___ ENTRIES PROVIDED
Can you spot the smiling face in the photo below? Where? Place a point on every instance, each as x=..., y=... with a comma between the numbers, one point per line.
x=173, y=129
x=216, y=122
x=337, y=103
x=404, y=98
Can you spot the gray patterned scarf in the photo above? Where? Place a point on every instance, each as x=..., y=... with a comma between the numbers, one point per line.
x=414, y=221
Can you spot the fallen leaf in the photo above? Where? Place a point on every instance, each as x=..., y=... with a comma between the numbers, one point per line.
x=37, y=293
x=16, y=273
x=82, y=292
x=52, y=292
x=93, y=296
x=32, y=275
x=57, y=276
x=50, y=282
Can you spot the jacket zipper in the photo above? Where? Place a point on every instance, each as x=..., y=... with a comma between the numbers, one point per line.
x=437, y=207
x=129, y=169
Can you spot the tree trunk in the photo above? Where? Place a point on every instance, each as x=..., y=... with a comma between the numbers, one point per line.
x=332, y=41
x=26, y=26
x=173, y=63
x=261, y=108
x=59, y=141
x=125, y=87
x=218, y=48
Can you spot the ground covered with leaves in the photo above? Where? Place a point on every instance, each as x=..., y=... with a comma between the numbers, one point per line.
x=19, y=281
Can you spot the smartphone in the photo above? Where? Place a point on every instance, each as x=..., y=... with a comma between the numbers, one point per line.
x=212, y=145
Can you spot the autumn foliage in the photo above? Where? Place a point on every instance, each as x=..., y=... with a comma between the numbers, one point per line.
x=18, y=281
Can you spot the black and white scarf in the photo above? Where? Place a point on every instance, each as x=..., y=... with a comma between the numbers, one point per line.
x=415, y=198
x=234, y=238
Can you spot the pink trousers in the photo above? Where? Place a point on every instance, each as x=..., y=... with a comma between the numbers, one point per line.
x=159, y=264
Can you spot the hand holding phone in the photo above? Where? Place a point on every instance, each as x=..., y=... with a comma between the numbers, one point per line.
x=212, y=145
______
§ **STATED PROBLEM**: Rewrite all the items above with "Place a point on every instance" swapped for "Mark each one", leaving everything else unchanged.

§ **TASK OUTPUT**:
Can you spot the smiling face in the photo below? Where? Mark each one, each as x=..., y=... with a comma between the numbers, one point per line.
x=173, y=129
x=216, y=122
x=337, y=103
x=404, y=98
Can you spot the gray patterned scarf in the photo above? Where? Mark each one, each as x=..., y=... with a comma between the numbers, one point per line.
x=414, y=221
Can you spot the fallen leaf in the photo above? Where? Mark each one, each as x=..., y=... with a comma between the numbers, one point per line.
x=37, y=293
x=16, y=273
x=82, y=292
x=52, y=292
x=93, y=296
x=32, y=275
x=57, y=276
x=50, y=282
Can you spot the jacket zipper in the photo above? Where? Mark each one, each as x=..., y=... with a comma between the numbers, one point per line.
x=437, y=207
x=129, y=169
Can you spot the tree trunk in the photo above? Where? Mark each one, each as x=..., y=... with a comma between the numbers, one point per line.
x=332, y=41
x=26, y=26
x=173, y=63
x=261, y=108
x=59, y=141
x=125, y=87
x=218, y=48
Can you spot the ground covered with leaves in the photo above? Where? Mark each one, each as x=..., y=... with a comma between the numbers, one point per line.
x=19, y=281
Can you spot the smartphone in the photo above? Where? Mark each one, each as x=..., y=... with a comma between the numbers, one point per line.
x=212, y=145
Can you spot the autumn foliage in the photo above? Where? Mark each one, each as x=..., y=... with a comma between the numbers, one point per line.
x=18, y=281
Can you spot the black and white scarf in the photo above? Where? Mark each one, each as x=..., y=... with a comma between the numbers, one point per line.
x=415, y=198
x=234, y=238
Can you spot the pink trousers in the photo above? Where? Mark each one, each as x=..., y=... with a comma between the numbers, one point per line.
x=159, y=264
Can you spot the hand holding phone in the photo above? Where? Mark each one, each as x=..., y=... with a comma between the numbers, one point per line.
x=212, y=145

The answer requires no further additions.